Copy, from the data below, each line that has the word "balcony".

- _EXTRACTED ENTRIES_

◇ ◇ ◇ ◇ ◇

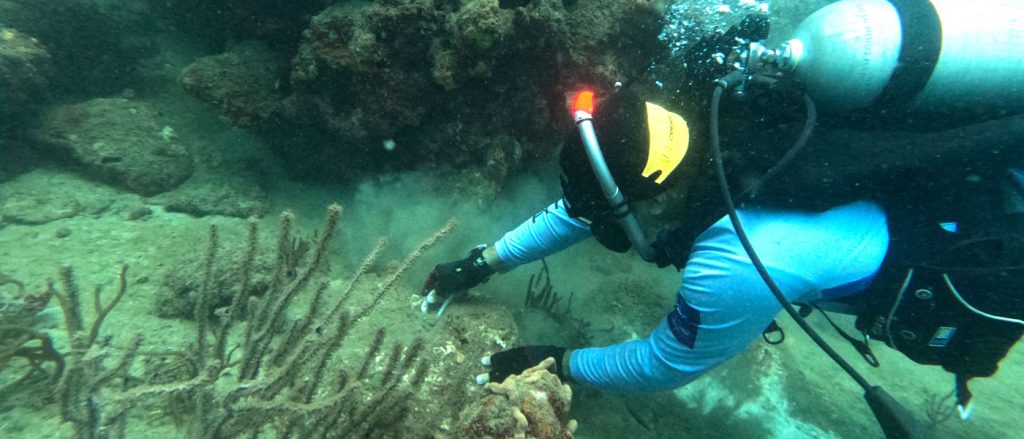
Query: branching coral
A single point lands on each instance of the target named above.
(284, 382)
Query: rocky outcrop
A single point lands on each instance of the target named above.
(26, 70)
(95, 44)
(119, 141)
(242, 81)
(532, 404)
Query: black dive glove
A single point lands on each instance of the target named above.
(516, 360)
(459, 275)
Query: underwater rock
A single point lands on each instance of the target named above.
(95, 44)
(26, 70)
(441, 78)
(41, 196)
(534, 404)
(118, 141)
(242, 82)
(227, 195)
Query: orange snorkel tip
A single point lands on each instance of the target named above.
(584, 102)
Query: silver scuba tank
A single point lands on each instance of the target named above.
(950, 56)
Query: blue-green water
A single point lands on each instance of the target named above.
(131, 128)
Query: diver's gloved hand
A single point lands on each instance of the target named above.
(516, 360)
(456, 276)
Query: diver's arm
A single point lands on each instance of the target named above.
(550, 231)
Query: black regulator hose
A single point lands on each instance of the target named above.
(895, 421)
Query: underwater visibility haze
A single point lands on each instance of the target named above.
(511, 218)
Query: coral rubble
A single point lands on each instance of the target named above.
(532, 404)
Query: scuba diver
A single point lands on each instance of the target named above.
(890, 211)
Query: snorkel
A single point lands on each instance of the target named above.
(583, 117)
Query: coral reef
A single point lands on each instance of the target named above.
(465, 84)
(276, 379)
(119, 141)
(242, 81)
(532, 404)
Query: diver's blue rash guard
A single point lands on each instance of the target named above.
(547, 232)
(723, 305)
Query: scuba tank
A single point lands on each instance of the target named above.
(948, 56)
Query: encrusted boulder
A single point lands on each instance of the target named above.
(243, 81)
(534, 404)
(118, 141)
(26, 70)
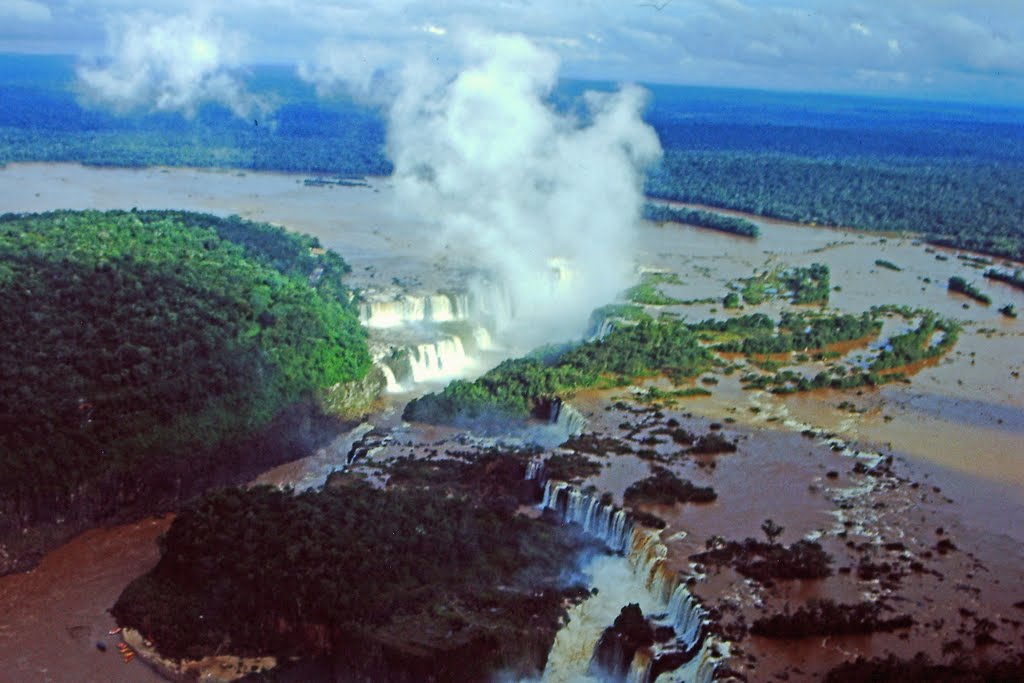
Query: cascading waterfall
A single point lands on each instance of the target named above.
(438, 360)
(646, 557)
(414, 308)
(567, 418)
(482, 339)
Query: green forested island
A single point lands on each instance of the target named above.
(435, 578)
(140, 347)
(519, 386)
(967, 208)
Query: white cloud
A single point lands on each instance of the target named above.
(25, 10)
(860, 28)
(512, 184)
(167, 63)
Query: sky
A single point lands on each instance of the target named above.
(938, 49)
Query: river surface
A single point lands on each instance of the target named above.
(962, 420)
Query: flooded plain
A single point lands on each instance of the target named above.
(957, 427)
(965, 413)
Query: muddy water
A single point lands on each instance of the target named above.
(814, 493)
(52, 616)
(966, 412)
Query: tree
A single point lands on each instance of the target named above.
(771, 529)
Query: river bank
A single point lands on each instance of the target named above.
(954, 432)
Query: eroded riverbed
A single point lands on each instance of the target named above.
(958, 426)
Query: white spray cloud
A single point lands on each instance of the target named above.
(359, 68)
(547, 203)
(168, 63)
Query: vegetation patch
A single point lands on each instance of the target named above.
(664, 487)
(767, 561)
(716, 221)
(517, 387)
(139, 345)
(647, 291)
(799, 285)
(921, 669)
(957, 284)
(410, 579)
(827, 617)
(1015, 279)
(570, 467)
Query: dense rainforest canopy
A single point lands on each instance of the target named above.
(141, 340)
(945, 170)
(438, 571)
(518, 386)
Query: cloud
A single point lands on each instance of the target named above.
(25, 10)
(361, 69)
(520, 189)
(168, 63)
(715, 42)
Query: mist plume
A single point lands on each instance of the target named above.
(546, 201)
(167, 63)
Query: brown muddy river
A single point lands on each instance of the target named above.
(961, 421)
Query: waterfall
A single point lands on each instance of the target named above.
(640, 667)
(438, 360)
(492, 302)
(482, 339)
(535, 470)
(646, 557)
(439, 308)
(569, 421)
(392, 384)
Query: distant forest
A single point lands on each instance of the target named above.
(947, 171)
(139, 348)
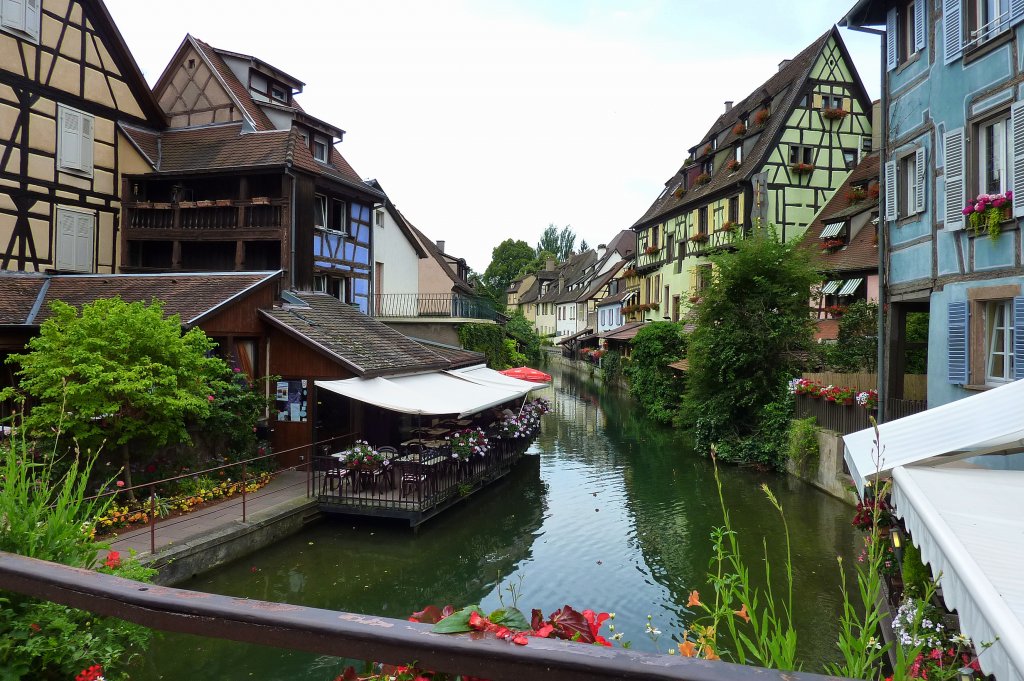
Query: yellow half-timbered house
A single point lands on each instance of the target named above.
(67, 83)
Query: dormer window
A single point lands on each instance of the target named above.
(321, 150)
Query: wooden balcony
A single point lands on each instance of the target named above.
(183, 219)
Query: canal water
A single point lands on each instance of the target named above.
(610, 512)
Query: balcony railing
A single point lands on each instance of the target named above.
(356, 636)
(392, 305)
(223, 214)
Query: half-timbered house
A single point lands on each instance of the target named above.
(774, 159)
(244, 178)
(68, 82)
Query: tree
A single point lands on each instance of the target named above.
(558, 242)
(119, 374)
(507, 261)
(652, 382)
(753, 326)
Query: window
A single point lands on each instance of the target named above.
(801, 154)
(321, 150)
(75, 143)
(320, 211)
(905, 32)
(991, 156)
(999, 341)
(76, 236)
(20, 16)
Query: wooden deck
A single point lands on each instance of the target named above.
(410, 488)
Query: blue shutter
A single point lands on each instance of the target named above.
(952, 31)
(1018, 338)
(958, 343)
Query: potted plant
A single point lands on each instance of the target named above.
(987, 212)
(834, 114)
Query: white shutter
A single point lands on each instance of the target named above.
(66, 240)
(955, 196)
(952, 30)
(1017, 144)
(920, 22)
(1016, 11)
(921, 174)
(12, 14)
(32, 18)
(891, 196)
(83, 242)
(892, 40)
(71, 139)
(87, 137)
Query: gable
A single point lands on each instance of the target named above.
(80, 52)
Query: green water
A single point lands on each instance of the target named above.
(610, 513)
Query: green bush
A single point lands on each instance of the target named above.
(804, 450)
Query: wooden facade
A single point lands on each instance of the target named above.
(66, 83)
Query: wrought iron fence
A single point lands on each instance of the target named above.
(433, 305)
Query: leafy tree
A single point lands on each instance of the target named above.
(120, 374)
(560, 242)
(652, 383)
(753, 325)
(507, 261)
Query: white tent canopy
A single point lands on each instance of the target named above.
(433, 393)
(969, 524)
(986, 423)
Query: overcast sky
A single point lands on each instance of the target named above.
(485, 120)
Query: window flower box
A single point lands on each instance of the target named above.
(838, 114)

◇ ◇ ◇ ◇ ◇

- _SOLUTION_
Query: wooden balcony
Query: balcony railing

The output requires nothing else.